● **TASK DETAILS**
Return every line from the entries below that contains the word "window".

● **MATERIALS PROVIDED**
______

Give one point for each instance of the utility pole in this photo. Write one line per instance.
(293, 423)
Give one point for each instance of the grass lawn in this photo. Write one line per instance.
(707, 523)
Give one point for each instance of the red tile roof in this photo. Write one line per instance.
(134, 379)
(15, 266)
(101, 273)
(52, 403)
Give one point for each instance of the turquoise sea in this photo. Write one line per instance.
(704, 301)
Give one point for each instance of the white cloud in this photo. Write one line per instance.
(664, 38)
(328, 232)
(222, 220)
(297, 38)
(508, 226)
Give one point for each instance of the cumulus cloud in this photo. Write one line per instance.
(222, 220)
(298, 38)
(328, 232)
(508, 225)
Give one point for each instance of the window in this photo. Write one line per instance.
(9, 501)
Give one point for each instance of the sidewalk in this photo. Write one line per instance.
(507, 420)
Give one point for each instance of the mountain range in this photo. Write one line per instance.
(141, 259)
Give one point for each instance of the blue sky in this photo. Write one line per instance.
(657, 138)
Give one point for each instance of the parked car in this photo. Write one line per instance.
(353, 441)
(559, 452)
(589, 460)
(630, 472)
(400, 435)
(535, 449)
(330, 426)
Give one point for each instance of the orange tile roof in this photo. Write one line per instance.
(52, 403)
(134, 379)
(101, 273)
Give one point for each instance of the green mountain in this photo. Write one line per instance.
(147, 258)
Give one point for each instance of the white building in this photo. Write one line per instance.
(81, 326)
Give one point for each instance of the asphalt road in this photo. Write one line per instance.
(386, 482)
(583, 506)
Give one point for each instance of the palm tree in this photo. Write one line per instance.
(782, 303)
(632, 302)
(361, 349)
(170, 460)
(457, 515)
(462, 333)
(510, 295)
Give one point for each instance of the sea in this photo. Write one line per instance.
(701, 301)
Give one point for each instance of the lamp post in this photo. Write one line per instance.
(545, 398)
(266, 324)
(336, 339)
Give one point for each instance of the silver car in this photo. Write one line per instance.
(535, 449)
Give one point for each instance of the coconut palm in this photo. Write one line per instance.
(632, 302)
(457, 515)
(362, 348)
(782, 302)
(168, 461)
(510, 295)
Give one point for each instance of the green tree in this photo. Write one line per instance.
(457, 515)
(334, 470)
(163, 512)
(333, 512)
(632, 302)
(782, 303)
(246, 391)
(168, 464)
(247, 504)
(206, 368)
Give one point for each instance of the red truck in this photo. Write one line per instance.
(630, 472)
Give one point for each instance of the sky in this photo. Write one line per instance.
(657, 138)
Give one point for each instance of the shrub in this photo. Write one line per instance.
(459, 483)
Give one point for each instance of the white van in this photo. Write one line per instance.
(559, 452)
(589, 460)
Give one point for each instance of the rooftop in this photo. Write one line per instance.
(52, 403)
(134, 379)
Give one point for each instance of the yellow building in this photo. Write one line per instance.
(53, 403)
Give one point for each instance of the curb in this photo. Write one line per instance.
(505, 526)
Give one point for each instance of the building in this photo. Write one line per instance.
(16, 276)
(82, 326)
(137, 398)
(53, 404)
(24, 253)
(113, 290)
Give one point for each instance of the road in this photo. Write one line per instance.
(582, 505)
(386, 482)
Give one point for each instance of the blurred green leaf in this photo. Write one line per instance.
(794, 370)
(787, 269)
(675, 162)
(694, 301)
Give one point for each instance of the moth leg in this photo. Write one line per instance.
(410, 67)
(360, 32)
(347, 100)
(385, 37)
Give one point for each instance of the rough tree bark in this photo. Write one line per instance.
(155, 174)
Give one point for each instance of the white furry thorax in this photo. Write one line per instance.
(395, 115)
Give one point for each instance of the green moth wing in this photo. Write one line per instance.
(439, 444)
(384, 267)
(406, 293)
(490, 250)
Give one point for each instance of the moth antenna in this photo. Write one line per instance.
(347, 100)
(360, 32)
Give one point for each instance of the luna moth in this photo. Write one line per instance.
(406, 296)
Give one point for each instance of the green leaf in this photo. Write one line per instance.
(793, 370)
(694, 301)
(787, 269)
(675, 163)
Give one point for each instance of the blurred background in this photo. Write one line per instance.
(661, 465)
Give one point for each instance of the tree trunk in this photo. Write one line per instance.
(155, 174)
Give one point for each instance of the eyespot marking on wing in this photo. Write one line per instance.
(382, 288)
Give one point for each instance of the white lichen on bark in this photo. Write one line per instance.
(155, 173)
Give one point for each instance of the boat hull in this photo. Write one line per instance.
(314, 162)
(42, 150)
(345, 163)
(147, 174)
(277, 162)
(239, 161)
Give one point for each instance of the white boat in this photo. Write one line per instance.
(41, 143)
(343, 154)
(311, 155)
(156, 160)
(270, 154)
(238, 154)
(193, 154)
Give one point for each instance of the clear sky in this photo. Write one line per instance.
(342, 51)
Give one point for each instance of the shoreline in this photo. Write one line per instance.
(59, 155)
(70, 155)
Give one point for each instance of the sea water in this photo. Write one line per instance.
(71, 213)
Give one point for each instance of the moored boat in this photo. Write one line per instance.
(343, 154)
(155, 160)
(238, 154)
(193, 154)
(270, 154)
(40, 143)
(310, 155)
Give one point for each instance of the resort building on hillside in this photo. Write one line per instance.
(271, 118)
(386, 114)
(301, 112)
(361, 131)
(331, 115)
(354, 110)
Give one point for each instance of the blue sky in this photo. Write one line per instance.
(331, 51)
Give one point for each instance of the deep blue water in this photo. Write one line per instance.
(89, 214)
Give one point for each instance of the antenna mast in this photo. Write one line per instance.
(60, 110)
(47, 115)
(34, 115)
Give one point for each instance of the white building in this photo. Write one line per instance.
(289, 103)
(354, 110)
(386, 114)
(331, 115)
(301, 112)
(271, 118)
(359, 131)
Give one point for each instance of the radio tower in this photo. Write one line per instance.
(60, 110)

______

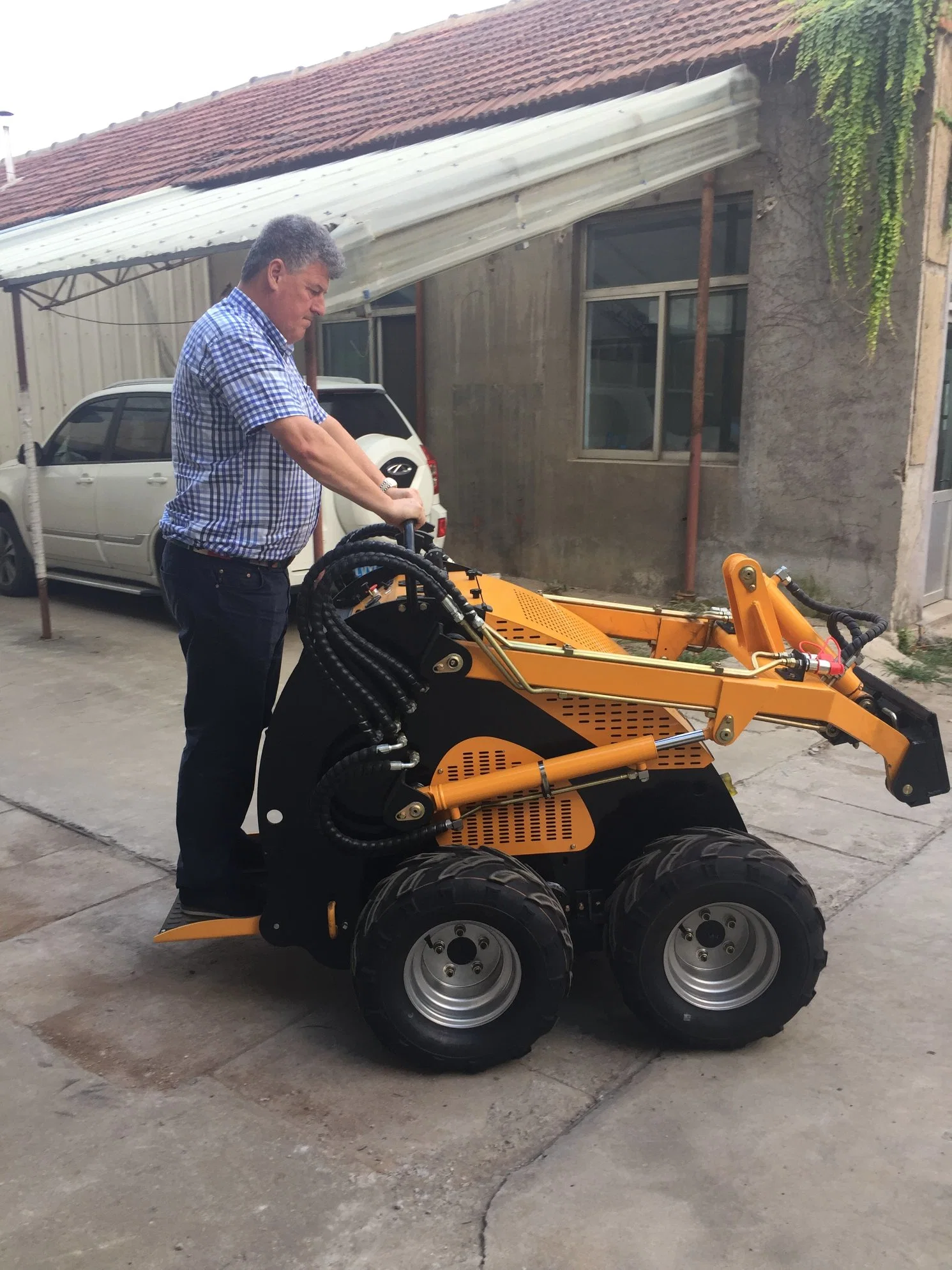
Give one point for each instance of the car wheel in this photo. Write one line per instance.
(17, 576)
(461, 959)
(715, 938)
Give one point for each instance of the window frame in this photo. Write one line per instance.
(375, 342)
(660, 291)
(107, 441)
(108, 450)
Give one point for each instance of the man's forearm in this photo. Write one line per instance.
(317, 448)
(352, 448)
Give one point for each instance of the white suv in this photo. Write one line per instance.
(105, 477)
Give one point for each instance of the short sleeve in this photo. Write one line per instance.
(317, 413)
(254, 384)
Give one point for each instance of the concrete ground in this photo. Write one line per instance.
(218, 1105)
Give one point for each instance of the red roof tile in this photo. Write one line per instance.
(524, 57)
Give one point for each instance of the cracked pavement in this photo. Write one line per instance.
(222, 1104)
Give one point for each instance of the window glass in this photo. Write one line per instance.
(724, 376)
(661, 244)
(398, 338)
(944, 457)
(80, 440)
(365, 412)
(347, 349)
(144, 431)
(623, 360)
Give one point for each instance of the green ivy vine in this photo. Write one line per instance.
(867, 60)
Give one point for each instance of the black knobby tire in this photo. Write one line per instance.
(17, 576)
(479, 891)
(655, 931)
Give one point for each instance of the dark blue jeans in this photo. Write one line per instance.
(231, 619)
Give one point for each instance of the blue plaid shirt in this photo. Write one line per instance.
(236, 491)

______

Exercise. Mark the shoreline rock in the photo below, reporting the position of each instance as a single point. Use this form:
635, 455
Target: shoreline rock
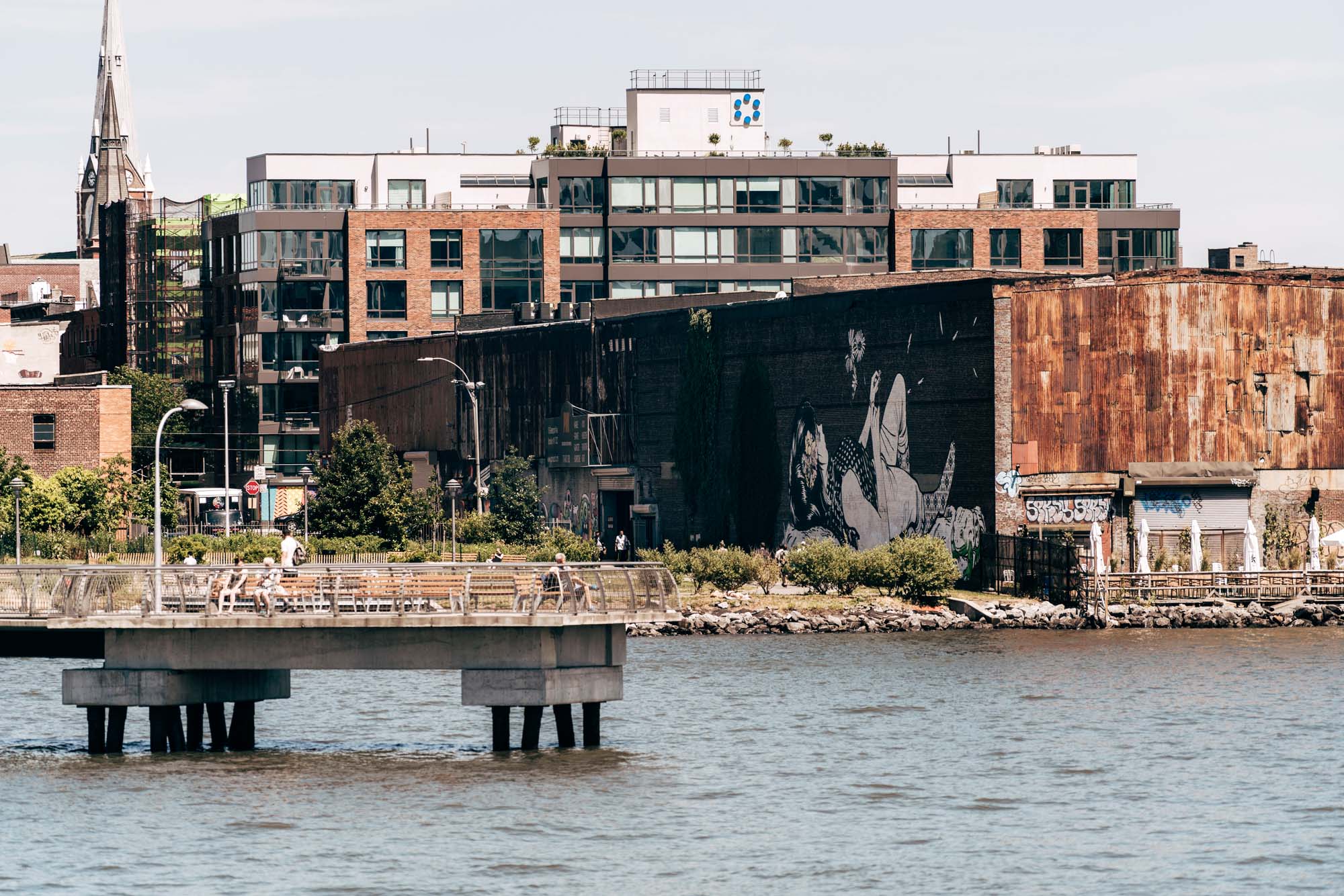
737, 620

______

● **WRITTEN REPLY**
Give one point for each instance of the window in this photo. Write one line per instance.
Give one point for each instance of the window frame in this photo. Write one line per instance.
Give one point for each instance of the window glass in this photo. Write one line per instance.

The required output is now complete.